* _EXTRACT_
· · ·
What is the question I consider so important that it could be the
“deciding vote” in selecting a therapist for marriage counseling? Here
it is. Ask the potential marriage counselor(s): “Have you ever
participated in extensive personal therapy yourself?”
Then watch the therapist’s reaction and listen carefully to what he or
she says. Also pay attention to the emotional tone in the response.
These Answers Will Pinpoint Counselors to Avoid
Consider the following responses to the suggested question. My remarks
are in italics in the parenthesis:
- “No, I’ve never had to go to counseling.”
(Never “had” to go? Do you mean that you’re “above” having to go to
counseling? That only people who aren’t as emotionally stable as you are
“have” to go? How will you even know what it’s like to go to an
unfamiliar office and tell a stranger the most intimate details about
your life?)
- “Yes, I went once for several times when my father died.”
(That’s slightly better, but what about all that self-growth work
counselors are always advocating other people do? Don’t you take your
own advice?)
- “No.”
(That’s odd. Why the one-word answer? It’s a logical question to ask.
Why would I entrust you with my vulnerability and something as important
as my marriage if you’ve never been to counseling yourself? Why haven’t
you been? Don’t you believe in what you’re offering?)
· · ·
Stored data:
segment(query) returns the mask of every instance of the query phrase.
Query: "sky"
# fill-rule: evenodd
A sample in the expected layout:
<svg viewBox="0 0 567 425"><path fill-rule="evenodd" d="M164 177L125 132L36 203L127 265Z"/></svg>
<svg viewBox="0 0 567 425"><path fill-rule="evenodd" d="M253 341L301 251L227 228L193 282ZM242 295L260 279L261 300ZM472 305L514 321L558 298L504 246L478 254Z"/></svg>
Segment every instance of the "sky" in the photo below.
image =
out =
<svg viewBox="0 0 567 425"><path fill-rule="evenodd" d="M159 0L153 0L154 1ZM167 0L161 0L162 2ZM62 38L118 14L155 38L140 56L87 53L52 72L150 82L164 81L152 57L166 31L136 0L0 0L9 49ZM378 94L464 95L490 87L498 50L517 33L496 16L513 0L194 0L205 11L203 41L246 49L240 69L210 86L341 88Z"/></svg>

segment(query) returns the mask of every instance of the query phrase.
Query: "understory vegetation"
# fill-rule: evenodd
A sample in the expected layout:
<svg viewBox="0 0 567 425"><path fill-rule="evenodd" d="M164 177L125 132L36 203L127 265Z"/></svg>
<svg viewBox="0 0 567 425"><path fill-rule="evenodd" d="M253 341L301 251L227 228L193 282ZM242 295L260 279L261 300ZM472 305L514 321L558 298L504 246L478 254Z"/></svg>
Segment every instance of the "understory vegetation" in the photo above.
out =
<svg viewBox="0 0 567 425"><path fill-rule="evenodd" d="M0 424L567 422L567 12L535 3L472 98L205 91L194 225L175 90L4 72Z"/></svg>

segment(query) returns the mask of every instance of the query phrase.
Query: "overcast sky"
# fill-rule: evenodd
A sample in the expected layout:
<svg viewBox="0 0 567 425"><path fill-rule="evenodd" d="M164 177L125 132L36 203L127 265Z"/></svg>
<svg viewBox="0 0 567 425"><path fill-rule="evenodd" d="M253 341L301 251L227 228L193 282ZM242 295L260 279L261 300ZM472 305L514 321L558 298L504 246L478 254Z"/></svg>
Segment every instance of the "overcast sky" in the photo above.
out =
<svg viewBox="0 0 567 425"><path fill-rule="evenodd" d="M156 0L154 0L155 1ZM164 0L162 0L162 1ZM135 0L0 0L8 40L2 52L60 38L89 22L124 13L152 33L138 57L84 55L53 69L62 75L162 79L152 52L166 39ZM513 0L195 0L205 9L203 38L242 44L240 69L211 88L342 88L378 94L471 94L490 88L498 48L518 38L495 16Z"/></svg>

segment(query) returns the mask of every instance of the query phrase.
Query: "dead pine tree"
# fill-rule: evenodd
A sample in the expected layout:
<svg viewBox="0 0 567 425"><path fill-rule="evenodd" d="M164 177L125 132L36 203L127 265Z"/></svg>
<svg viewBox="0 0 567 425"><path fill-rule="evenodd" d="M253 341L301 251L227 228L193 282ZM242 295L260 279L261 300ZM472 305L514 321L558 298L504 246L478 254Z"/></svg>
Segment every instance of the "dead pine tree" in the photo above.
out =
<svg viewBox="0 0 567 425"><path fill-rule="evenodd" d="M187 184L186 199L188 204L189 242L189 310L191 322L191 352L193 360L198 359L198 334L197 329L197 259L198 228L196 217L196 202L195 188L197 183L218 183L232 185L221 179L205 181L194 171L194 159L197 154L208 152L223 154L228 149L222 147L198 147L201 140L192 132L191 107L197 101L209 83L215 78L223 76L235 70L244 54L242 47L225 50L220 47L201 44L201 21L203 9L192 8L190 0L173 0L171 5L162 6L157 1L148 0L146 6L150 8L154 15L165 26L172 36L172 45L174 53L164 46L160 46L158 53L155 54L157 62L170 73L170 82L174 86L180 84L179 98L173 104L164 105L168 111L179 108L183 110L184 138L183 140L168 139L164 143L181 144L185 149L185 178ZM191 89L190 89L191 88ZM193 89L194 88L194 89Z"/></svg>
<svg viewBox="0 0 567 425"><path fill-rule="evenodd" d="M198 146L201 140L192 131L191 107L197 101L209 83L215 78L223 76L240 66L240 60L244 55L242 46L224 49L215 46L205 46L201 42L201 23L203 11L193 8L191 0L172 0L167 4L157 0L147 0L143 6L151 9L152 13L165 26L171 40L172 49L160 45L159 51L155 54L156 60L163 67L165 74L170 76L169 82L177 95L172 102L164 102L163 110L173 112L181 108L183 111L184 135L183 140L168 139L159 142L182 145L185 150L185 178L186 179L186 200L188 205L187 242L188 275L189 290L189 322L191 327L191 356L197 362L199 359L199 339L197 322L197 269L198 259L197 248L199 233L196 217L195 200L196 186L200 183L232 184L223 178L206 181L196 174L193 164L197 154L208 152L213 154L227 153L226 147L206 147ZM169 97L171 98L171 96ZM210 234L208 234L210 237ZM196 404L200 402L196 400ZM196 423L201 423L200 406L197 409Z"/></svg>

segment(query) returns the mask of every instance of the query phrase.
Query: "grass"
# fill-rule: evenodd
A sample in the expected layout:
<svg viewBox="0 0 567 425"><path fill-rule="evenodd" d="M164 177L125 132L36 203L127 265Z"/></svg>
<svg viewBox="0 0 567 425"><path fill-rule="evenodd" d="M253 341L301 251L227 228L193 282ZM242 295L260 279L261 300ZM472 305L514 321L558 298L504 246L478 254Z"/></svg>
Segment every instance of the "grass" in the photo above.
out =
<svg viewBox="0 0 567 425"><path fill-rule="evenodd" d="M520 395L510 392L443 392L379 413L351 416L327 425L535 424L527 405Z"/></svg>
· · ·
* _WORK ITEM 1_
Write out the passage on choosing a marriage counselor from "These Answers Will" up to and including "your life?)".
* _WORK ITEM 2_
Answer these questions using the passage on choosing a marriage counselor:
(a) What question does the author suggest asking a potential marriage counselor?
(b) Where does the author place the remarks on each response?
(c) According to the passage, what is the one-word answer a counselor gives?
* _WORK ITEM 3_
Continue the passage on choosing a marriage counselor from the point where it ends.
The records have nothing to do with the text.

* _EXERCISE RESPONSE 1_
These Answers Will Pinpoint Counselors to Avoid
Consider the following responses to the suggested question. My remarks
are in italics in the parenthesis:
- “No, I’ve never had to go to counseling.”
(Never “had” to go? Do you mean that you’re “above” having to go to
counseling? That only people who aren’t as emotionally stable as you are
“have” to go? How will you even know what it’s like to go to an
unfamiliar office and tell a stranger the most intimate details about
your life?)

* _EXERCISE RESPONSE 2_
(a) "Have you ever participated in extensive personal therapy yourself?"
(b) In italics in the parenthesis.
(c) "No."

* _EXERCISE RESPONSE 3_
- “I took part in some counseling when I took my courses for my
degree.”
(You mean you role played with other students in some of your counseling
classes—that doesn’t count. You weren’t in a real counseling situation
and were probably focused on what your classmates and professor thought
of your role-playing. That’s totally different from participating in
therapy to look closely at your own real issues.)
- “Yes, I have. I’ve had several years of intensive personal
counseling, and I still see a counselor when things come up that I need
to process. I know how much courage and commitment it takes to confront
personal issues, avoid blaming others, and take responsibility for the
quality of one’s life.”
(Yes, this is the one! He (or she) has gone through the counseling
process himself. He won’t be just talking about something he has never
experienced, and he doesn’t sound ashamed that he’s had counseling.
Instead, he sounds proud of himself for making that choice. I like that
he “practices what he preaches” about counseling. He must believe that
it helps in some way or he wouldn’t have spent so much time and money
getting counseling himself.) Are you surprised to learn that many counselors have never participated
in counseling as clients and have never faced their own individual or
relationship issues? That they could get their advanced degree and
become licensed without having participated in personal growth
counseling? It is shocking to think that could happen, but it does—quite
often.Just think about it—would you want to go to a therapist who recommends
counseling to others but has never taken her (or his) own advice? Who
hasn’t dealt with her own personal past and present issues that could
impact the recommendations she makes to you? Who doesn’t really know how
vulnerable you feel as a client and how much courage it takes to make an
appointment, sit in the waiting room, and then talk openly to someone
you’ve never seen before?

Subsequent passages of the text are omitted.